┌──

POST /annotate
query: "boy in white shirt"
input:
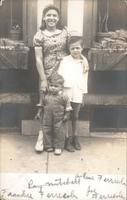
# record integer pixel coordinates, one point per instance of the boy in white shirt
(74, 70)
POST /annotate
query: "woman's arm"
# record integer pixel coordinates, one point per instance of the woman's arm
(40, 68)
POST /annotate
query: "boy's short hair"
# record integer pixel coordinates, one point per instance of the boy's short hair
(74, 39)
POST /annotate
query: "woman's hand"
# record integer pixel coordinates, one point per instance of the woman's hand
(38, 115)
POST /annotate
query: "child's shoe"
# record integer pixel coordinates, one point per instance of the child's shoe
(68, 144)
(76, 143)
(58, 152)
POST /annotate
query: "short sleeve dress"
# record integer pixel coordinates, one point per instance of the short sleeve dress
(54, 49)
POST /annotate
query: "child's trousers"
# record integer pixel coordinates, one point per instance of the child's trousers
(52, 124)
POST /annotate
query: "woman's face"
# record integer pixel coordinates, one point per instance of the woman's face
(51, 18)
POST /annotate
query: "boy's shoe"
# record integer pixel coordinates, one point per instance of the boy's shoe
(57, 152)
(50, 149)
(68, 144)
(76, 143)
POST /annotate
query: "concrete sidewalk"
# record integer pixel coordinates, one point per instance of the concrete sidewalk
(98, 155)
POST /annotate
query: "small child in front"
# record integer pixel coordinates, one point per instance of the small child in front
(74, 70)
(54, 108)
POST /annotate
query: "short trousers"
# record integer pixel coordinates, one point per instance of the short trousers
(74, 94)
(75, 110)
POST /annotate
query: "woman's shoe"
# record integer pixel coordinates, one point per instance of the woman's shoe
(57, 152)
(50, 149)
(76, 143)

└──

Write the material out again exactly as it appears, dropping the pictures.

POST /annotate
query: "boy in white shirt"
input:
# record integer pixel coordinates, one point per instance of the boy in white shirt
(74, 70)
POST /annotate
query: "woman's arm"
# record integer pixel coordinates, one point per instance of the woman's arm
(40, 68)
POST /annotate
query: "boy's short hair"
# record integer pixel coordinates, one point per instance of the boy's short hair
(74, 39)
POST /annotate
query: "woman's hand"
# record integer pixel coordinates, one point per instance of the woman's hand
(38, 115)
POST /annotate
query: "child's shoe"
# record integer pixel coordinates, one point per instance of the child's shoe
(68, 144)
(76, 143)
(58, 152)
POST /annotate
query: "short sleeve dress"
# record integer pixel coordinates, one point per instance of the short sleeve dress
(54, 49)
POST /annotate
query: "child's trousers"
# record integer pixel coordinates, one point per instance of the child's trousers
(52, 124)
POST /annotate
query: "woman's face"
# record integer pixel coordinates, one point per instance of the woman's face
(51, 18)
POST /annotate
query: "boy's shoe"
# record integer pixel coordinates, one point per instance of the boy's shoe
(57, 152)
(50, 149)
(68, 144)
(76, 143)
POST /annotate
query: "concrete sidewalk"
# record integer pixel coordinates, one point per instance of the concrete sidewalk
(98, 155)
POST /annotate
query: "small child in front"
# record integer pixel coordinates, one point per instance of the small child in front
(74, 70)
(54, 108)
POST /annotate
query: "short trousers"
# record integer pixel coordinates, one point per instance of the short trousers
(74, 94)
(75, 110)
POST /annotate
query: "woman's shoe"
# record integer pixel coordinates, one point per instance of the woman's shoe
(57, 152)
(50, 149)
(76, 143)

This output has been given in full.